● Task to complete:
Make an exact copy of the lines below.

● Data shown:
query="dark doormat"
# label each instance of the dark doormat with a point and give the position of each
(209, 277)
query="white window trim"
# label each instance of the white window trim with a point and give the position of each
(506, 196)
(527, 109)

● Result of the task:
query="dark doormat"
# label each instance of the dark doormat with a point and give the position of each
(209, 277)
query="white window trim"
# label each instance of the white window trim with a point and give the position of each
(506, 196)
(527, 109)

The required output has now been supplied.